═══ TEXT PASSAGE

26 October 2022 | 5 min read

The second Federal Budget this year was delivered in a very different global context than the pre-election vintage back in March, when the consequences of the invasion of Ukraine were initially being contemplated but full extent of the inflationary impact not yet apparent.

This budget had a number of unique contrasts including:

  • A ‘post-election’ budget restating the March estimates but including the cost of the election policy commitments
  • Enjoying the benefits of an $80 billion windfall compared to March due to lower unemployment and much higher commodity prices: so, the fruits of a very healthy domestic economy in FY22
  • Suffering from the dismal global backdrop and outlook, due to the global energy and inflation shock
  • A message from the Treasurer Jim Chalmers that budget repair and fiscal challenges will require action; but that any reform measures are not for this budget (potentially in the next budget, back at the normal time of May).

As a result, the deficits for last Financial Year and this (FY23) are significantly lower than Josh Frydenberg delivered in his estimates in March, but the forward estimates suffer from the inferior economic outlook for FY24 and beyond. The debt profile has improved in the short term, but the impact of RBA rate hikes (aiming to tackle inflation) and the structural deficits ahead due to an ageing population and a lack of productivity growth are evident in the numbers.

The chart shows budget deficits for last Financial Year (FY22) and the next three financial years (FY23, 24 and 25) all being estimated as much lower in this latest Budget than the March 22 Budget, and also lower than last year’s Budget. The only exception to this trend is a slight increase in FY25 versus March, due to rising interest rates.
This chart shows ‘net debt’ as a ratio of GDP for the next three years much lower than the previous two Budgets, due to the improved economy in 2022 but before the impact of higher interest rates ahead. Even with higher rates ‘debt to GDP’ only reaches around 28% in FY25, suggesting Australia’s sovereign AAA rating is very safe in the short term.

The Treasurer was keen to highlight ‘responsible’ cost-of-living relief, the need for fiscal discipline and the imperative to strengthen the economy; but used this budget to primarily reconcile the budget position post-election rather than tackling new reform (beyond election promises). The fact that the debt profile has improved (refer charts above) was brushed off as a temporary windfall, apparently justifying the dumping of some of the coalition’s spending commitments under the pretext of discipline. Net debt to GDP is forecast to still be only 28.5% by mid-2026 (although does eventually rise above 30%) so our AAA credit rating appears very safe.

The experience of the UK government and their overreach on fiscal support clearly showed the dangers of fiscal stimulus at the same time that the central bank is tightening policy, so this budget is unsurprisingly conservative. The danger however may lie in the tempering of infrastructure investment at the very time that productivity enhancing measures have become even more urgent. That is, the rise in inflation means real wages have fallen, and the medium solution to this problem lies in lifting productivity to increase wages so that the Wage Price Index exceeds the inflation rate.

══════

**TO-DO LIST**:
(a) Answer these questions from the budget commentary:
(i) How large was the windfall compared to March?
(ii) Around what level does "debt to GDP" reach in FY25, according to the chart?
(iii) Which government's experience showed the dangers of fiscal stimulus while the central bank is tightening policy?
(b) Put the stretch of entries from the line containing "[spot] the balcony, one" through the line containing "(751, 1067)", both included, into a Markdown table. Use the columns No. and Line, give each row a number, and leave out blank lines.

═══ DATA ENTRIES

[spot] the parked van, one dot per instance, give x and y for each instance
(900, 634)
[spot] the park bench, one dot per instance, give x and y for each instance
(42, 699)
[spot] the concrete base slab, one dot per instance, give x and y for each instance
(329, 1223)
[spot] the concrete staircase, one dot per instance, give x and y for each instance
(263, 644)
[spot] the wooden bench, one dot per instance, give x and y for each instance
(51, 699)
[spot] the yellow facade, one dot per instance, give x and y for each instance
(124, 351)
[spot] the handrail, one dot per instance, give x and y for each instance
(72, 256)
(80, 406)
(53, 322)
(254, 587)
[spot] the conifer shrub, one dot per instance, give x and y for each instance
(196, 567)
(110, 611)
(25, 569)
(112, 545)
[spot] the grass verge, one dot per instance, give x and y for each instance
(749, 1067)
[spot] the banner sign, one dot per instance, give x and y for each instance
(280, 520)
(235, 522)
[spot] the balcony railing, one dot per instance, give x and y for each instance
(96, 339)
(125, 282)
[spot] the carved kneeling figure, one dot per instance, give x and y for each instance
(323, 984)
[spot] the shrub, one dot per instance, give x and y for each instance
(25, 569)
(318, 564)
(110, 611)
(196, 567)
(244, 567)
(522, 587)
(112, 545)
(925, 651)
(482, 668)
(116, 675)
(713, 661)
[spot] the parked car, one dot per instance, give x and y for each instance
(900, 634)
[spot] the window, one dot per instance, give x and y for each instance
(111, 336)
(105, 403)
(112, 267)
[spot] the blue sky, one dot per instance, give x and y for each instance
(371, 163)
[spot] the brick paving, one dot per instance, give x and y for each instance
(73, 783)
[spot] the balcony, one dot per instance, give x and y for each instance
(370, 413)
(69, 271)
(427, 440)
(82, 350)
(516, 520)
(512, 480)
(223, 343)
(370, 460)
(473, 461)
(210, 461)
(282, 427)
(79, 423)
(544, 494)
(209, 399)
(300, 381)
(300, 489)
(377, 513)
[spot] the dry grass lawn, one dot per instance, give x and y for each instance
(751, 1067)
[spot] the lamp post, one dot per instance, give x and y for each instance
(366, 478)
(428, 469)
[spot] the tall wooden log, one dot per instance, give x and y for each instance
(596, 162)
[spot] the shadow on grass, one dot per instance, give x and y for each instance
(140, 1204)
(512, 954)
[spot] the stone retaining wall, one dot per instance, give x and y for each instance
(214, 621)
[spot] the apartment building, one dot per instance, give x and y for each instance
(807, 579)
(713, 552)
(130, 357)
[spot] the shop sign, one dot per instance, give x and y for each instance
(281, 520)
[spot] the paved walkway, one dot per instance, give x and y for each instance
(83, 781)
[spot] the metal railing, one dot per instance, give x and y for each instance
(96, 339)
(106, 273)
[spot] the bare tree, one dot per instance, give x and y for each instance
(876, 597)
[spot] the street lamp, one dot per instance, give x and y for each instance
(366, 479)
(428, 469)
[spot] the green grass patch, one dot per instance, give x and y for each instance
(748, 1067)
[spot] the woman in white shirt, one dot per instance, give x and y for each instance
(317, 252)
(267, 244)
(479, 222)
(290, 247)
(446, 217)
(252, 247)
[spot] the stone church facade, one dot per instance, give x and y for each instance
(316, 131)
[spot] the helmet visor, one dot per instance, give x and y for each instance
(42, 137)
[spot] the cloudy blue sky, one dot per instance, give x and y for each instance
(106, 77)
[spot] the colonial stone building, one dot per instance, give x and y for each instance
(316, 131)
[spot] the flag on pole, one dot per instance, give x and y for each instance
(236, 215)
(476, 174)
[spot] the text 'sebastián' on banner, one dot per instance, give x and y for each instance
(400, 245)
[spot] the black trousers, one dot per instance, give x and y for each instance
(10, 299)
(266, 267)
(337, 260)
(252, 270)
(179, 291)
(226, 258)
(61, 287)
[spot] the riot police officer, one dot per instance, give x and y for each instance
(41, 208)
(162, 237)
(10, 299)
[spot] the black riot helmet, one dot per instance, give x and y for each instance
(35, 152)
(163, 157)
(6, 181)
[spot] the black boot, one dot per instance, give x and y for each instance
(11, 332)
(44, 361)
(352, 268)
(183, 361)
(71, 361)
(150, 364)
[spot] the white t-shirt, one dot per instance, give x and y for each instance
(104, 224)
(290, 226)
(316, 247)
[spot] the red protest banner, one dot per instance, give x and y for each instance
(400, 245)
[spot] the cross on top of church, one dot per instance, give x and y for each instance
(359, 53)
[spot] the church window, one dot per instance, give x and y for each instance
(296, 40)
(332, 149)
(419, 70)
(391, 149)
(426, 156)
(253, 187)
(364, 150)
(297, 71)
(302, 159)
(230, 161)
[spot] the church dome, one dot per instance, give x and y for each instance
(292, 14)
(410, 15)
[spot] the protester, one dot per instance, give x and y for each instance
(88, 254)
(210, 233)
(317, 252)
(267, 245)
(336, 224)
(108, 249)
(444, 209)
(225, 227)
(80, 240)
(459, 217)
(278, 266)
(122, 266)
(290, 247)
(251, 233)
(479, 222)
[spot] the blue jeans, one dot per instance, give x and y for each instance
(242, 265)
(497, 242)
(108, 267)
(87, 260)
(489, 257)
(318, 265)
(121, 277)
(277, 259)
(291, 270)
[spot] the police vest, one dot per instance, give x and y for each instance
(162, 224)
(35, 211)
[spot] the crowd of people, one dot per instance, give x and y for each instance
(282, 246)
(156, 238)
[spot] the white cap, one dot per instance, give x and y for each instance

══════

**TASK SOLUTIONS**:
(a)
(i) $80 billion
(ii) Around 28%
(iii) The UK government

(b)
| No. | Line |
|---|---|
| 1 | [spot] the balcony, one dot per instance, give x and y for each instance |
| 2 | (370, 413) |
| 3 | (69, 271) |
| 4 | (427, 440) |
| 5 | (82, 350) |
| 6 | (516, 520) |
| 7 | (512, 480) |
| 8 | (223, 343) |
| 9 | (370, 460) |
| 10 | (473, 461) |
| 11 | (210, 461) |
| 12 | (282, 427) |
| 13 | (79, 423) |
| 14 | (544, 494) |
| 15 | (209, 399) |
| 16 | (300, 381) |
| 17 | (300, 489) |
| 18 | (377, 513) |
| 19 | [spot] the dry grass lawn, one dot per instance, give x and y for each instance |
| 20 | (751, 1067) |